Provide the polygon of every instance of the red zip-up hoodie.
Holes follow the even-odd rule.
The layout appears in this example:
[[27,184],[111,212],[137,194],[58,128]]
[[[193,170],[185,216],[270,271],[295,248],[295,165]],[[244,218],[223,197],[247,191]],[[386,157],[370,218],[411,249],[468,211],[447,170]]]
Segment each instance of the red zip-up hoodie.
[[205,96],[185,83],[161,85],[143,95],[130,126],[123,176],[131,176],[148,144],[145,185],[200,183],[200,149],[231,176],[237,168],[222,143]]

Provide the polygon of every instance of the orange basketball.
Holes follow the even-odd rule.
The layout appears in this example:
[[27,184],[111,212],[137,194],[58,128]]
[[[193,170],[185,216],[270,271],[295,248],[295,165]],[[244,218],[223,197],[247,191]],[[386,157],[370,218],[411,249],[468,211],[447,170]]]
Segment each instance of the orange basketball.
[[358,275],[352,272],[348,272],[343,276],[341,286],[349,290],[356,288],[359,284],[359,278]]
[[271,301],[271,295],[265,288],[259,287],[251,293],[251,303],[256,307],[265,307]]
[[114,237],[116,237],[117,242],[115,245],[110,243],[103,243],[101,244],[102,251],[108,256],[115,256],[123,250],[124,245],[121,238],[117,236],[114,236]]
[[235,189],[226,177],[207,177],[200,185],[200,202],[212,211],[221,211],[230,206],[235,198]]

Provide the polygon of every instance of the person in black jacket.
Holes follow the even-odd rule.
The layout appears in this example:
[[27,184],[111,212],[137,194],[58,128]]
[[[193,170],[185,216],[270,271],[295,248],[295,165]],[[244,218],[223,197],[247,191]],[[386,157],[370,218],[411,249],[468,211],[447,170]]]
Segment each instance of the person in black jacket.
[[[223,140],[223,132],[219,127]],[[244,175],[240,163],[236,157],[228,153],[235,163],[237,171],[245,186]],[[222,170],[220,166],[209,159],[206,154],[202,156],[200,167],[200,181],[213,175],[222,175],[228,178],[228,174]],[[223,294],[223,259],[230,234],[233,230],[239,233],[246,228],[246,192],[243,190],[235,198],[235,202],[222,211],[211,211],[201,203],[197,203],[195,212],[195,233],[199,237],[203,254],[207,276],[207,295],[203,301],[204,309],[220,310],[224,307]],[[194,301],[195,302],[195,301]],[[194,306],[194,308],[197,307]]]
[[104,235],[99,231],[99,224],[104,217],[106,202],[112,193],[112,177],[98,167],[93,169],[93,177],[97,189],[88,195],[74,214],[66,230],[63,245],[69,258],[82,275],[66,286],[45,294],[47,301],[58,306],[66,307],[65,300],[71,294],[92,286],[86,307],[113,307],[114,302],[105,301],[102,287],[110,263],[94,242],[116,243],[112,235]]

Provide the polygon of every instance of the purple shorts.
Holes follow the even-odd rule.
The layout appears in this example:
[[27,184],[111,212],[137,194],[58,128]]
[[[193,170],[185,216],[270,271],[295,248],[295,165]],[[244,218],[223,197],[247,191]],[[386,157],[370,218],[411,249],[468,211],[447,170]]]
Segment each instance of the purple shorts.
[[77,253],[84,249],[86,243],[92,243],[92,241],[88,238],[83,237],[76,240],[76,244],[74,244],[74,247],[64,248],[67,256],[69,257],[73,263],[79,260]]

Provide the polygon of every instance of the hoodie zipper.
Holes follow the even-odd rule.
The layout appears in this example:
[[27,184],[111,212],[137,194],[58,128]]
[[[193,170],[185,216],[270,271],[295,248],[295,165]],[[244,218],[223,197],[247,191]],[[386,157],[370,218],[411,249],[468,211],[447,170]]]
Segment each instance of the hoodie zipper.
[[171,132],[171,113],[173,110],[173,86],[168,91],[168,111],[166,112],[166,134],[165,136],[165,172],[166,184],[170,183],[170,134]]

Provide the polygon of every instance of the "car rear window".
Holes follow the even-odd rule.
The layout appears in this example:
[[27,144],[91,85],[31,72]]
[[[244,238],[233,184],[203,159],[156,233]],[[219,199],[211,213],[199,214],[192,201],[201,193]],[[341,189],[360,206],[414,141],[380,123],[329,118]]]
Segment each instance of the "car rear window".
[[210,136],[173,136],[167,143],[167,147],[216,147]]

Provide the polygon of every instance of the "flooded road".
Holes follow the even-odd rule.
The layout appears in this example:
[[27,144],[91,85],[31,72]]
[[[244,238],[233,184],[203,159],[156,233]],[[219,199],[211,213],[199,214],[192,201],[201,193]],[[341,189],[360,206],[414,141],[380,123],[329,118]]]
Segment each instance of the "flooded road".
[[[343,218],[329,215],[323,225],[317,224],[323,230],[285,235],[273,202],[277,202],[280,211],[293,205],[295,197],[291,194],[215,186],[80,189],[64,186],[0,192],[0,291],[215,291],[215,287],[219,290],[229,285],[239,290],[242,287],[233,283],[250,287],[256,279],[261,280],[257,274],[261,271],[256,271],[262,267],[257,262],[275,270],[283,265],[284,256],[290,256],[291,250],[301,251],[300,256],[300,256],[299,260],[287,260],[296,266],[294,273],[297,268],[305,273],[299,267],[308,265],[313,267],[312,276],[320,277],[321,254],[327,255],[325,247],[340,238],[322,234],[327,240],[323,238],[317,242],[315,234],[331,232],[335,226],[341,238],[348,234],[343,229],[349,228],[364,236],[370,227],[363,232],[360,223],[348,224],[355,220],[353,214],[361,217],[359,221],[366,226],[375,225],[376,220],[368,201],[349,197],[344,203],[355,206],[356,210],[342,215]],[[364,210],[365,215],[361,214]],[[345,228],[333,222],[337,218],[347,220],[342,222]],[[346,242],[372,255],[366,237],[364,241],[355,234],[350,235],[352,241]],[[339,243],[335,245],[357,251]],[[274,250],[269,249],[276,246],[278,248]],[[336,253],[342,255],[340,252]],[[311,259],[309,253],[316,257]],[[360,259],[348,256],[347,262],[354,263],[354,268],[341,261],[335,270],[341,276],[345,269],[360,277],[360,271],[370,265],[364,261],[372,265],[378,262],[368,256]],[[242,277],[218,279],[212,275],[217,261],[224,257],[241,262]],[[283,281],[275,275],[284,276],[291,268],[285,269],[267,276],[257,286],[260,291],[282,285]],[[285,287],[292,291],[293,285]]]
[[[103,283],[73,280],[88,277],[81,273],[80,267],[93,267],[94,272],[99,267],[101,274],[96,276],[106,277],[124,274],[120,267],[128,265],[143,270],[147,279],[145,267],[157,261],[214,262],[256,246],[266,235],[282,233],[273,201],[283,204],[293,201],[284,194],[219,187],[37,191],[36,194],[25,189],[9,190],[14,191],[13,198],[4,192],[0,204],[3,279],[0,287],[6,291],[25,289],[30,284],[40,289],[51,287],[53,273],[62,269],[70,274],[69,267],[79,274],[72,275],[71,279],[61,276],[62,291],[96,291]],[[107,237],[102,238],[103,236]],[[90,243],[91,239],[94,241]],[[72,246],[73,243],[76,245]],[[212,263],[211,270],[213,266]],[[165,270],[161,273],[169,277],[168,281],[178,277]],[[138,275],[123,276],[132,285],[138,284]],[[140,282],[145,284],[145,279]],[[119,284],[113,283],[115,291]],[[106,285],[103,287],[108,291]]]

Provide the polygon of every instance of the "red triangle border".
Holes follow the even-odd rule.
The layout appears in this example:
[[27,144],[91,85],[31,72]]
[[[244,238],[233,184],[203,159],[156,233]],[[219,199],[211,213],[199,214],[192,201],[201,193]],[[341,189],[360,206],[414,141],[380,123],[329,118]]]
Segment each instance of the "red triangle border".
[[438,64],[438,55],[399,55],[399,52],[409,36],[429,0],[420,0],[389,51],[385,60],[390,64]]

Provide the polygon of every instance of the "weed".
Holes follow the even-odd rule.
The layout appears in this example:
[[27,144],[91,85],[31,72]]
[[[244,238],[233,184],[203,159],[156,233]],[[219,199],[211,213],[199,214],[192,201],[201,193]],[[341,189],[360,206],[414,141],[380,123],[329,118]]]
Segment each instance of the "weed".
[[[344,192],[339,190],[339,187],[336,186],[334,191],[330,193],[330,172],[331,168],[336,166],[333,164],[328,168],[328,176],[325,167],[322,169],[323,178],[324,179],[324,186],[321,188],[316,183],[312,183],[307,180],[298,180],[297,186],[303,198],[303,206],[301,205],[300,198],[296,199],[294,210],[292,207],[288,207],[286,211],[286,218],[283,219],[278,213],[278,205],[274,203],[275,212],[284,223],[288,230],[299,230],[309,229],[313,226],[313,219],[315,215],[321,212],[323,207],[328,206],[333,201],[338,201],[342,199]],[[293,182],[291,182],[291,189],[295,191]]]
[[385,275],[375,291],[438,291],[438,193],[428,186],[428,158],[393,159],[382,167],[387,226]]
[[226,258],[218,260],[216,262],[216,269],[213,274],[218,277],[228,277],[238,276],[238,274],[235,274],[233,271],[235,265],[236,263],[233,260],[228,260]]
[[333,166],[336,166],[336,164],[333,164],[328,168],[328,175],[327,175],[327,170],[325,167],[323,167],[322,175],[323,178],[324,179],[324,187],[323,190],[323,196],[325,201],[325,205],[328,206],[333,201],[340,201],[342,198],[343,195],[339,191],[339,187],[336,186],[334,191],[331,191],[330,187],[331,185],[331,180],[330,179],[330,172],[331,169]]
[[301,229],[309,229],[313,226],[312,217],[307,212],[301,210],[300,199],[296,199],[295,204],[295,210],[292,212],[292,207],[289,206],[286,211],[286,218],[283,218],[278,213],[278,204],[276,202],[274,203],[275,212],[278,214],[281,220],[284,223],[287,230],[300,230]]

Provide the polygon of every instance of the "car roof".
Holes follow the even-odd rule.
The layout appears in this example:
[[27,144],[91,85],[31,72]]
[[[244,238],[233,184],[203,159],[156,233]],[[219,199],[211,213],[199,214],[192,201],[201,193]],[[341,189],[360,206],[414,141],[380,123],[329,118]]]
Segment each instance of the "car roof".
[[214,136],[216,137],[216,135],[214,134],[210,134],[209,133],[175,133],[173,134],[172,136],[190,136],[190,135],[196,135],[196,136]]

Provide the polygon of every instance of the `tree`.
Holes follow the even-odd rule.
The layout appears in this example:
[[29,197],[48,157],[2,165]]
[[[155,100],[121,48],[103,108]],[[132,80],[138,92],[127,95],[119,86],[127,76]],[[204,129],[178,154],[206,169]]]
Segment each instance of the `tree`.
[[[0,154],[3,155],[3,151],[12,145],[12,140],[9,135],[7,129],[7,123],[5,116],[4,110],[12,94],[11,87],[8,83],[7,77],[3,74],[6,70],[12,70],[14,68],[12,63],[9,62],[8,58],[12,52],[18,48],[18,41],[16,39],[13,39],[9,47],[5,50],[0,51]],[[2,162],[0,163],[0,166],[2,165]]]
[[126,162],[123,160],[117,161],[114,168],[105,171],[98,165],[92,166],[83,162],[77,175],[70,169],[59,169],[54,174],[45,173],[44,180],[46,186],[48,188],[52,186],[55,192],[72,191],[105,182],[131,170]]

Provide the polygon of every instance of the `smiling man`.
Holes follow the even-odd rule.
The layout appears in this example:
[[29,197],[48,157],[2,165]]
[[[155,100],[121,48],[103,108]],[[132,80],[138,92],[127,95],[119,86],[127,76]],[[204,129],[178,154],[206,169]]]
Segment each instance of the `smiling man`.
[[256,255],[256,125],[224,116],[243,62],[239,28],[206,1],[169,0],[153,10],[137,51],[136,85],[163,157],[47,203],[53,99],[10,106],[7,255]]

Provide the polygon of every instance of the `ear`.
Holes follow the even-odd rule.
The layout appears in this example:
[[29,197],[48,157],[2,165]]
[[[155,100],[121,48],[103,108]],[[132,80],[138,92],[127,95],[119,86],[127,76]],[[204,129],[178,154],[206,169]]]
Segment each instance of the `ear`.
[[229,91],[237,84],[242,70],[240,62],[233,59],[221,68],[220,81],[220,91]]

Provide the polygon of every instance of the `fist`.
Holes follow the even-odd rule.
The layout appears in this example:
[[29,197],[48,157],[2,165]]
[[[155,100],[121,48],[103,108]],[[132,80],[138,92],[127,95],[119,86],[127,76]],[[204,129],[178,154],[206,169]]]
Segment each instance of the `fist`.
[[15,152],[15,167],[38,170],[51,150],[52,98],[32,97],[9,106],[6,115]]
■ ■ ■ ■ ■
◆ Exercise objective
Count the lines in the records above that contain the string "purple". Reply with the number alone.

◆ Full answer
2